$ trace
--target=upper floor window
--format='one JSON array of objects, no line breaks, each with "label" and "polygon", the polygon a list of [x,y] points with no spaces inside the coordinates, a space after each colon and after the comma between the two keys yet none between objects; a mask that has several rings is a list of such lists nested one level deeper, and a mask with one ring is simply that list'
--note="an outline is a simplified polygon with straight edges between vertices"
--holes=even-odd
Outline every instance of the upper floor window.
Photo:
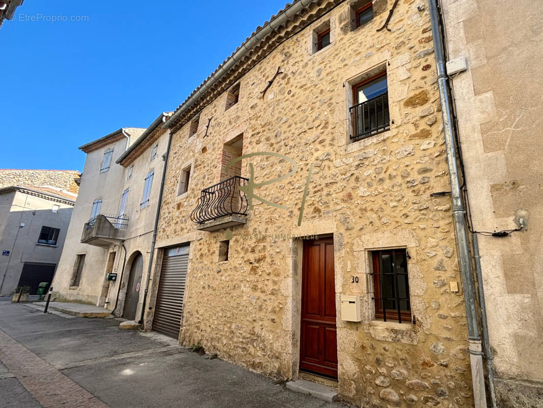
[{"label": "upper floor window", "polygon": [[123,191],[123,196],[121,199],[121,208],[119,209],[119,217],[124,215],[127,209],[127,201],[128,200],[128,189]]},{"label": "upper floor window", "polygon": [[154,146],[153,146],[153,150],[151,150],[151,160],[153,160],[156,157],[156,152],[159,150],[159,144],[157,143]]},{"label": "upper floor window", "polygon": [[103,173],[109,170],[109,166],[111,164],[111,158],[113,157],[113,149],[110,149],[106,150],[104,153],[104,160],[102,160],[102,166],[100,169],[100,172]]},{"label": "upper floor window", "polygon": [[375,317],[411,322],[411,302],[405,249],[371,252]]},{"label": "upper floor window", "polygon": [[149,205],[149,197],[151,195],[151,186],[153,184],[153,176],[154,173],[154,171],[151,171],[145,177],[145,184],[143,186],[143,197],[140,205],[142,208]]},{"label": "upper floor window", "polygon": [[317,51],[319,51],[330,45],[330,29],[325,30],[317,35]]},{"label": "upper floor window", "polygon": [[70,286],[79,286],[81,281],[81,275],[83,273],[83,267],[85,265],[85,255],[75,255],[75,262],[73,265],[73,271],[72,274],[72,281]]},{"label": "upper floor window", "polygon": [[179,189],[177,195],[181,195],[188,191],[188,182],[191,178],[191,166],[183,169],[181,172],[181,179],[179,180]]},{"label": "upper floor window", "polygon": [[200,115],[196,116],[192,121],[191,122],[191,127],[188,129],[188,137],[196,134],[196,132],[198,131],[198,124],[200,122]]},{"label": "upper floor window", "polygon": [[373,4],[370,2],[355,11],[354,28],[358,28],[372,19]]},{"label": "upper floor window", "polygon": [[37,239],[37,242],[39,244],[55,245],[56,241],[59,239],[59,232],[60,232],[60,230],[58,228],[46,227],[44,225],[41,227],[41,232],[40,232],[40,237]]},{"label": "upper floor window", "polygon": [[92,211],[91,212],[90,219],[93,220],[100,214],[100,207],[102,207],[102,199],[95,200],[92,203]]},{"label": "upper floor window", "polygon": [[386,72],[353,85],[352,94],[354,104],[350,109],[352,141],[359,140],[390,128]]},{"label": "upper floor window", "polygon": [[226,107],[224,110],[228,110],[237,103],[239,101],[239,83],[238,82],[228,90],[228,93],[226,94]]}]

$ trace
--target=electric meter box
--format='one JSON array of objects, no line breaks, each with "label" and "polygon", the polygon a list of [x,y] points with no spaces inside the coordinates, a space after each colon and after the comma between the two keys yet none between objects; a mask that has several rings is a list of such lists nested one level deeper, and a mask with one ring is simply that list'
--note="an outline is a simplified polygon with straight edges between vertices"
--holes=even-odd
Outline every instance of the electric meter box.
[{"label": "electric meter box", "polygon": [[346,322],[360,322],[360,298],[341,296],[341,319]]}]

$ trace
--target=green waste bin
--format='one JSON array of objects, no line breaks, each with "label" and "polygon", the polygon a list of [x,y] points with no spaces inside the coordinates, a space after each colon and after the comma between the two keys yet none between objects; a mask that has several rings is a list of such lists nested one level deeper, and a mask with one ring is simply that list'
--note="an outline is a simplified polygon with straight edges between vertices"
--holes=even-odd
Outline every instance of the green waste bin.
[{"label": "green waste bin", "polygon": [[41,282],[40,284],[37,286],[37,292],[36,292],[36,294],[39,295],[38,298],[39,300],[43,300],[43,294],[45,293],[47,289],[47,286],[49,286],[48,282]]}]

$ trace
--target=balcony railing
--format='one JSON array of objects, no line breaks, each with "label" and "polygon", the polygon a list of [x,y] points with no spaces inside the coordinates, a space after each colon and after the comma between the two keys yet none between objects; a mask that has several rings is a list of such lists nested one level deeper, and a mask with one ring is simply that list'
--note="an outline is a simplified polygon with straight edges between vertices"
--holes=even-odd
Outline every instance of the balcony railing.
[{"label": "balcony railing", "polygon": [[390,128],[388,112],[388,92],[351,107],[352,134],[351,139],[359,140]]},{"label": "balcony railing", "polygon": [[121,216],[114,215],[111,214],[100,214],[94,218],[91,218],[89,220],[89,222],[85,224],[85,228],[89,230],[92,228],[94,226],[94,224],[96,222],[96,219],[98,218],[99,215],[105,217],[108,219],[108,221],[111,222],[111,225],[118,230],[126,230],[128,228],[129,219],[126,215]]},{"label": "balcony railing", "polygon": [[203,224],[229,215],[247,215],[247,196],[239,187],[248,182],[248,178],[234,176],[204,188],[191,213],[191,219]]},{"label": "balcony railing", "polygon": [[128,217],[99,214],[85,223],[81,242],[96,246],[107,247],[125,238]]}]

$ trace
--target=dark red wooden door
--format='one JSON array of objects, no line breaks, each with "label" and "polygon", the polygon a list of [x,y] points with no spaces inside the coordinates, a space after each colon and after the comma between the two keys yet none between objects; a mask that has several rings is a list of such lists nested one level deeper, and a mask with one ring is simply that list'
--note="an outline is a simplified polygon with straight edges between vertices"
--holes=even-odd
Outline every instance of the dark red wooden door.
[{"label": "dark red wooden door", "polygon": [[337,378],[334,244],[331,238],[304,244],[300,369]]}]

REQUIREMENTS
Transcribe every record above exactly, leaving out the pictures.

EXERCISE RESULT
$ trace
--target=upper floor window
--format='one JSON array of objects, no line breaks, each with "label" and "polygon", the polygon a list of [x,y] points with no spaces inside the coordinates, a space after each colon and after the comma between the two keys yet none between objects; a mask that has several rings is a list of such lists nested one level deeper, and a mask with one ring is simply that list'
--note="an outline is a simplified polygon with straight edges between vertices"
--holes=even-odd
Outline every instance of the upper floor window.
Photo:
[{"label": "upper floor window", "polygon": [[123,191],[123,196],[121,199],[121,208],[119,209],[119,217],[124,215],[127,209],[127,201],[128,200],[128,189]]},{"label": "upper floor window", "polygon": [[154,146],[153,146],[153,150],[151,150],[151,160],[153,160],[156,157],[156,152],[159,150],[159,144],[157,143]]},{"label": "upper floor window", "polygon": [[103,173],[109,170],[109,166],[111,164],[111,158],[113,157],[113,149],[110,149],[106,150],[104,153],[104,160],[102,160],[102,166],[100,169],[100,172]]},{"label": "upper floor window", "polygon": [[375,317],[411,322],[411,302],[405,249],[371,252]]},{"label": "upper floor window", "polygon": [[149,205],[149,197],[151,195],[151,186],[153,184],[153,176],[154,173],[154,171],[151,171],[145,177],[145,184],[143,186],[143,197],[140,205],[142,208]]},{"label": "upper floor window", "polygon": [[317,51],[319,51],[330,45],[330,29],[325,30],[317,35]]},{"label": "upper floor window", "polygon": [[70,286],[79,286],[81,281],[81,275],[83,273],[83,267],[85,265],[85,255],[75,255],[75,262],[73,265],[73,271],[72,274],[72,281]]},{"label": "upper floor window", "polygon": [[179,189],[177,195],[181,195],[188,191],[188,182],[191,178],[191,166],[183,169],[181,172],[181,179],[179,180]]},{"label": "upper floor window", "polygon": [[200,115],[196,116],[192,121],[191,122],[191,127],[188,129],[188,137],[196,134],[196,132],[198,131],[198,124],[200,122]]},{"label": "upper floor window", "polygon": [[373,4],[370,2],[355,11],[354,28],[358,28],[372,19]]},{"label": "upper floor window", "polygon": [[37,239],[37,242],[39,244],[55,245],[56,241],[59,239],[59,232],[60,232],[60,230],[58,228],[46,227],[44,225],[41,227],[41,232],[40,232],[40,237]]},{"label": "upper floor window", "polygon": [[92,211],[91,212],[90,219],[93,220],[100,214],[100,207],[102,207],[102,199],[95,200],[92,203]]},{"label": "upper floor window", "polygon": [[386,72],[353,85],[352,94],[354,104],[350,109],[352,141],[359,140],[390,128]]},{"label": "upper floor window", "polygon": [[226,107],[224,110],[228,110],[237,103],[239,101],[239,83],[238,82],[228,90],[228,93],[226,94]]}]

$ trace
--target=electric meter box
--format='one JSON array of objects, no line breaks, each with "label" and "polygon", the polygon a list of [x,y] points with no spaces inside the coordinates, a space after each colon and after the comma between the two keys yet none between objects; a mask that has several rings is a list of such lists nested one level deeper, and a mask with one ring is simply that list'
--note="an outline is a simplified polygon with straight edges between vertices"
--holes=even-odd
Outline every instance of the electric meter box.
[{"label": "electric meter box", "polygon": [[346,322],[360,322],[360,298],[341,296],[341,319]]}]

$ trace
--target=green waste bin
--format='one JSON array of objects, no line breaks, each with "label" and "polygon", the polygon a list of [x,y] points with no spaces inside the coordinates, a space after each colon and after the comma between the two keys yet none between objects; a mask that has several rings is a list of such lists nested one level deeper, and a mask with one ring is simply that list'
--note="an outline is a simplified polygon with straight edges between vertices"
--holes=even-odd
Outline every instance of the green waste bin.
[{"label": "green waste bin", "polygon": [[41,282],[40,284],[37,286],[37,292],[36,292],[36,294],[39,295],[38,298],[39,300],[43,300],[43,294],[45,293],[47,289],[47,286],[49,286],[48,282]]}]

$ trace
--target=balcony railing
--format='one JSON array of objects, no line breaks, each with "label" and "polygon", the polygon a list of [x,y] points with no spaces inside the coordinates, a space after each colon and after the comma between the two keys yet none between objects; a mask that has several rings is a list of such lists nested one level deeper, and a mask with one ring is simply that list'
--note="an outline is a simplified polygon with straight edges between vertices"
--holes=even-odd
Outline every instance of the balcony railing.
[{"label": "balcony railing", "polygon": [[390,128],[388,112],[388,92],[351,107],[352,134],[351,139],[359,140]]},{"label": "balcony railing", "polygon": [[121,216],[114,215],[111,214],[100,214],[94,218],[91,218],[89,220],[89,222],[85,224],[85,228],[89,230],[92,228],[94,226],[94,224],[96,222],[96,219],[98,218],[99,215],[105,217],[108,219],[108,221],[111,222],[111,225],[118,230],[126,230],[128,228],[129,219],[126,215]]},{"label": "balcony railing", "polygon": [[203,224],[229,215],[247,215],[247,196],[239,187],[248,182],[248,178],[234,176],[204,188],[191,213],[191,219]]},{"label": "balcony railing", "polygon": [[128,217],[99,214],[85,223],[81,242],[96,246],[107,247],[125,238]]}]

$ trace
--target=dark red wooden door
--format='one JSON array of objects, no line breaks, each with "label" and "polygon", the polygon a list of [x,y] points with no spaces inside the coordinates, a space after each colon and after the comma between the two keys yet none between objects; a mask that has several rings is a list of such lists nested one level deeper, and a mask with one ring is simply that list'
--note="an outline is a simplified polygon with straight edges between vertices"
--holes=even-odd
Outline every instance of the dark red wooden door.
[{"label": "dark red wooden door", "polygon": [[337,378],[334,244],[331,238],[304,244],[300,369]]}]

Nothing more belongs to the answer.